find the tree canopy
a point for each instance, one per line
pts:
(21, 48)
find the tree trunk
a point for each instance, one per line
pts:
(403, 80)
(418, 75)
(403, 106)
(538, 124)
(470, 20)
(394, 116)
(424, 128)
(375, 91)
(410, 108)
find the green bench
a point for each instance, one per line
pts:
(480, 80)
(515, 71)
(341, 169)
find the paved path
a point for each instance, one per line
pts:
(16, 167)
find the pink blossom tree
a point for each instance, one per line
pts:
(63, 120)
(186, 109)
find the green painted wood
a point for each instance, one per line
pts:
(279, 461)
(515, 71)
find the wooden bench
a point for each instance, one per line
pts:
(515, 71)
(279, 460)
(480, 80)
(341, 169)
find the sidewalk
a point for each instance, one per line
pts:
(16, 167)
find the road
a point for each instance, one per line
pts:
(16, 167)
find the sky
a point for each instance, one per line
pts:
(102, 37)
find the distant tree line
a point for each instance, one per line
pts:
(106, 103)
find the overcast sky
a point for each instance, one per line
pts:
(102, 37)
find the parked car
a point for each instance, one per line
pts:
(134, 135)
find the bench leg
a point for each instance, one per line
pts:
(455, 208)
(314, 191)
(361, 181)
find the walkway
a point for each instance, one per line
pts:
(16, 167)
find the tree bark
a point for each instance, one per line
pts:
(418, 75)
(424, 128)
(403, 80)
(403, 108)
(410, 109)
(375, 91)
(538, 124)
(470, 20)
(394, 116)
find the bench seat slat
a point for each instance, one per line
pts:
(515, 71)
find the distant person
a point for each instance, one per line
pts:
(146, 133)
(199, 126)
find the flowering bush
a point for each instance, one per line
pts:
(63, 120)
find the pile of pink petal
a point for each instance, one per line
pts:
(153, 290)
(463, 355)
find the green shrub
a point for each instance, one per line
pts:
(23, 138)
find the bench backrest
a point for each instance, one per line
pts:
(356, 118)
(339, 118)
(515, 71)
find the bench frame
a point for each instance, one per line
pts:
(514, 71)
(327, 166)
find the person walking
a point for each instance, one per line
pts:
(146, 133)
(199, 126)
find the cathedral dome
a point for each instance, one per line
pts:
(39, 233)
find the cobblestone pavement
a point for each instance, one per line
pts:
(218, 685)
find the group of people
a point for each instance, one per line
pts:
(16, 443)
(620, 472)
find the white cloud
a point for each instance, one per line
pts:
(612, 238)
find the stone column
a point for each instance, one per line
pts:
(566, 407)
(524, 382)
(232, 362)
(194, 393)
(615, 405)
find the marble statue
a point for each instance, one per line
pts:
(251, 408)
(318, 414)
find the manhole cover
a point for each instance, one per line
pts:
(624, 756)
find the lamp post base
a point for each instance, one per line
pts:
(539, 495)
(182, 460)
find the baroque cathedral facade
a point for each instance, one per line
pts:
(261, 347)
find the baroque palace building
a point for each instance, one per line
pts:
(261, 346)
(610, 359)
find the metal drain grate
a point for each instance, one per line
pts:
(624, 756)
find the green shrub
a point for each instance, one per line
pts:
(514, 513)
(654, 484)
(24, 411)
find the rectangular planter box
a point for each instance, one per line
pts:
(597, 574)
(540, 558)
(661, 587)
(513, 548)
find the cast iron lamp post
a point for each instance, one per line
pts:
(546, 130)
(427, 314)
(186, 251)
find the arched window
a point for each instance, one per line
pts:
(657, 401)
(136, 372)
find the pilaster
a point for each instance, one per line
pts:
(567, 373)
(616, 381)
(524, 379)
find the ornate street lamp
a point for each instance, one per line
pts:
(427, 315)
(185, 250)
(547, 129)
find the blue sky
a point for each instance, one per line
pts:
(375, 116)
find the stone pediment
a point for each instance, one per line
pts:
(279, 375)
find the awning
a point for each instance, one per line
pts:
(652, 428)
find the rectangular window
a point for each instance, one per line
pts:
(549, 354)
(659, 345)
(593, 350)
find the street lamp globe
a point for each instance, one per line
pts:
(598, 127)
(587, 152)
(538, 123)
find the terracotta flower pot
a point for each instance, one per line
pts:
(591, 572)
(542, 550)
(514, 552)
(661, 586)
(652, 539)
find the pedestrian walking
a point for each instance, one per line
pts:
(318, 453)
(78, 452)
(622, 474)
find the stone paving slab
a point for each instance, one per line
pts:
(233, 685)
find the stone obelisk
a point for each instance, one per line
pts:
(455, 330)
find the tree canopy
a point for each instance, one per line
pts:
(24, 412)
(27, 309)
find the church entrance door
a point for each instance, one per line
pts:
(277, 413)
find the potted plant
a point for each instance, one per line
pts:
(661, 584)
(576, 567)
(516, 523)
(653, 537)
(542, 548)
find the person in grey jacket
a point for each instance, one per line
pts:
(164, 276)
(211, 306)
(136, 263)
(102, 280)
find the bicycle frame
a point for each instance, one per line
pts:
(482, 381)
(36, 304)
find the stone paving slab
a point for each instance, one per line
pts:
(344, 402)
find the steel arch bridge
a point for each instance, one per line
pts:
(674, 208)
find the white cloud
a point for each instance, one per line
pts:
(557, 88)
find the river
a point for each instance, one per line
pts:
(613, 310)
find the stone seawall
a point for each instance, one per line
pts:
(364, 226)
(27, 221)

###

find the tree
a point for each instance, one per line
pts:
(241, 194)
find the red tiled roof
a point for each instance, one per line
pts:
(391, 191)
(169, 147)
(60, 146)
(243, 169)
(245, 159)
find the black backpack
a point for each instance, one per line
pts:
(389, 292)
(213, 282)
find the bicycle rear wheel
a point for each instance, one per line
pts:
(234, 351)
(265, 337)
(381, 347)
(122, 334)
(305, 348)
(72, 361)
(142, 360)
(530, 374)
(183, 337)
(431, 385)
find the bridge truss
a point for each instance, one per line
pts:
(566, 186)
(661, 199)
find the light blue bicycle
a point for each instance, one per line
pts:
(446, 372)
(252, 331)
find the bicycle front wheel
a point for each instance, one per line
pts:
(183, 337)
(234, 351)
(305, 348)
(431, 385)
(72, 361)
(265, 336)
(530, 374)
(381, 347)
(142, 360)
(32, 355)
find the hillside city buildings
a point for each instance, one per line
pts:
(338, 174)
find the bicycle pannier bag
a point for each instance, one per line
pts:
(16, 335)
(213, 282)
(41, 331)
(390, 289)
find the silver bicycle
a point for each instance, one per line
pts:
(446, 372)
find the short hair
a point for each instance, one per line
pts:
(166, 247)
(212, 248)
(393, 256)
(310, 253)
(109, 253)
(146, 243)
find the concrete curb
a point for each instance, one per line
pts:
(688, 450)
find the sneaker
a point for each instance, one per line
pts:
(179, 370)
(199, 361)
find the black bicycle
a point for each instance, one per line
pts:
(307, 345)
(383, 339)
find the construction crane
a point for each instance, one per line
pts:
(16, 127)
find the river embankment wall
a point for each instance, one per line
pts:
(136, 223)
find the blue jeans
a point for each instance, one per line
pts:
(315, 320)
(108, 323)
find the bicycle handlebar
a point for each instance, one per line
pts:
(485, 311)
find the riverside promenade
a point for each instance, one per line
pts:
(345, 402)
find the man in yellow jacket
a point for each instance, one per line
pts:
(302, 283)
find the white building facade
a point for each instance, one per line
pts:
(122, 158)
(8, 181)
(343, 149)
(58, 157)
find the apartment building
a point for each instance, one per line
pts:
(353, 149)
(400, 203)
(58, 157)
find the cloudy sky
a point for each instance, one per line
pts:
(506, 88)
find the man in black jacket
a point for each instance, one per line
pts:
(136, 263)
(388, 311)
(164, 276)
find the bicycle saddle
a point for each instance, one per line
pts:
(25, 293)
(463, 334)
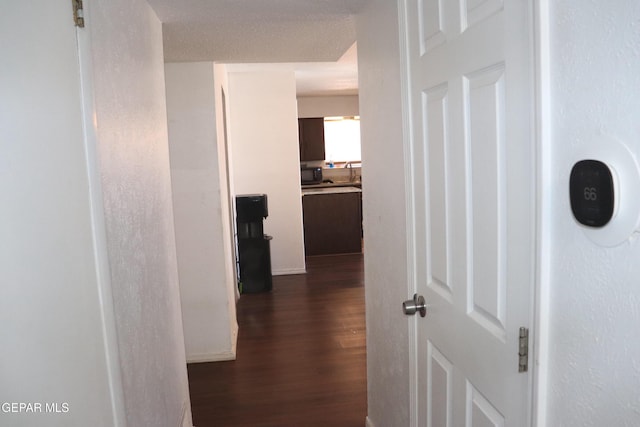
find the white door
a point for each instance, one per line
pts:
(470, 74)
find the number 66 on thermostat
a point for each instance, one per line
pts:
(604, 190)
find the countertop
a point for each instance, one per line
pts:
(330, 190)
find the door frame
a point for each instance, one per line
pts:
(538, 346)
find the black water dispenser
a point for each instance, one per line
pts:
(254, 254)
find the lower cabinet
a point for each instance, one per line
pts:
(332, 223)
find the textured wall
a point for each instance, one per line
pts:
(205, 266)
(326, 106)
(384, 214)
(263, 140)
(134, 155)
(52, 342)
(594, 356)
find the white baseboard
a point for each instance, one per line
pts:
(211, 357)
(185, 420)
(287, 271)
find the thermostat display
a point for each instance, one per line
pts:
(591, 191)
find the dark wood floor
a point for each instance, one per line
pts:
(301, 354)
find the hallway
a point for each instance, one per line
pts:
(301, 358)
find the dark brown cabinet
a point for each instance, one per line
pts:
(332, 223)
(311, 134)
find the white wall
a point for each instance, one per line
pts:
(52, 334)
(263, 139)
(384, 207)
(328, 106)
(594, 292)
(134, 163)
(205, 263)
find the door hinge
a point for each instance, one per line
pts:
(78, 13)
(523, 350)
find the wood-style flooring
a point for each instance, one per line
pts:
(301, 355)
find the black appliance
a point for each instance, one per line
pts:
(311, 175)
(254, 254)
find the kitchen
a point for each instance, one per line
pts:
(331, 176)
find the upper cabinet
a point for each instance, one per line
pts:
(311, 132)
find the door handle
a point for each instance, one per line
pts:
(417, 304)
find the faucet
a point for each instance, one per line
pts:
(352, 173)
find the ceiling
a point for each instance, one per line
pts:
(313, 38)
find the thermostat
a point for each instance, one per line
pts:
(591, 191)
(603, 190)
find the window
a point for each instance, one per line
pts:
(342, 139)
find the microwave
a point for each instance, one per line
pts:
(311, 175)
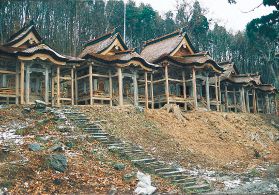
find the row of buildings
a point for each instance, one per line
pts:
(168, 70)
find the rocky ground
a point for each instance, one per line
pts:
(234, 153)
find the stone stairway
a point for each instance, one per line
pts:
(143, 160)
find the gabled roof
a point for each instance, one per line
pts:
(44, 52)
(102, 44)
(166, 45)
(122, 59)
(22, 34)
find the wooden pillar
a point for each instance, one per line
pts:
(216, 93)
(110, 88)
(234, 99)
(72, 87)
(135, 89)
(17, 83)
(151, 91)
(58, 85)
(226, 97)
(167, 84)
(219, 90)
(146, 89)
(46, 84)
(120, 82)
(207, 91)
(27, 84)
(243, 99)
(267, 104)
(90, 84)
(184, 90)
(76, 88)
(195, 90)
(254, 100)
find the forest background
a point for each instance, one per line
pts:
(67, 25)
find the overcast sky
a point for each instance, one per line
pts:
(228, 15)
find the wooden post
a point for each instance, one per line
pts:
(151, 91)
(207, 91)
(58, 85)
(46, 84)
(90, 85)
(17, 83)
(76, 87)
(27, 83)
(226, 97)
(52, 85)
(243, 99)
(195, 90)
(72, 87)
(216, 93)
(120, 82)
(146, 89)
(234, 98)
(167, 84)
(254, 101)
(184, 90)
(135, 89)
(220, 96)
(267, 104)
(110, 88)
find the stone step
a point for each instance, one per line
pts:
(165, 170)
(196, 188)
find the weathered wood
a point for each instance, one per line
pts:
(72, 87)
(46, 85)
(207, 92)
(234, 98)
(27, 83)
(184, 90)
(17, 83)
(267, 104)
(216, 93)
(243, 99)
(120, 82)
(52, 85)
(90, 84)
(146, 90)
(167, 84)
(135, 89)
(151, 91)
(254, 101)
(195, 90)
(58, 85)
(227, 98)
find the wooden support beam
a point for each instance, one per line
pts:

###

- _Work item_: The lines above from the one with "find the flowering bush" through the one with "find the arched window" are to be duplicated exactly, ends included, with nothing added.

- _Output of the exercise_:
find the flowering bush
a point for each instance, one per line
pts:
(63, 120)
find the pile of pink petal
a point for each instance, one per line
pts:
(153, 290)
(463, 355)
find the green shrub
a point for each instance, one per line
pts:
(23, 138)
find the bench backrest
a point for each instance, one per line
pts:
(356, 118)
(339, 118)
(515, 71)
find the bench frame
a point for each instance, one per line
pts:
(514, 71)
(327, 166)
find the person walking
a point for each instance, one per line
pts:
(146, 133)
(199, 126)
find the cathedral dome
a point for each instance, one per line
pts:
(39, 233)
find the cobblestone pavement
a point for each instance, one per line
pts:
(218, 685)
find the group of people
a point for each instance, one per line
pts:
(16, 443)
(620, 472)
find the white cloud
a point for each instance, one per line
pts:
(612, 238)
find the stone column
a point for each instance, one per line
pts:
(566, 407)
(524, 382)
(232, 362)
(194, 393)
(615, 405)
find the marble statue
a point for each instance, one per line
pts:
(251, 408)
(318, 414)
find the manhole cover
a point for each instance, one per line
pts:
(624, 756)
find the lamp post base
a point for each instance, one per line
pts:
(539, 495)
(182, 460)
find the baroque cathedral facade
a point for each instance, one per line
pts:
(261, 347)
find the baroque palace building
a point for each instance, one per line
pts:
(261, 346)
(610, 359)
find the metal drain grate
a point for each instance, one per line
pts:
(624, 756)
find the green shrub
a point for each instance, one per line
pts:
(514, 513)
(654, 484)
(24, 411)
find the rectangular planter box
a point for each instance, one per line
pts:
(597, 574)
(540, 558)
(661, 587)
(513, 548)
find the cast iron lamp post
a point for each instance, one per line
pts:
(546, 130)
(427, 314)
(186, 251)
find the arched window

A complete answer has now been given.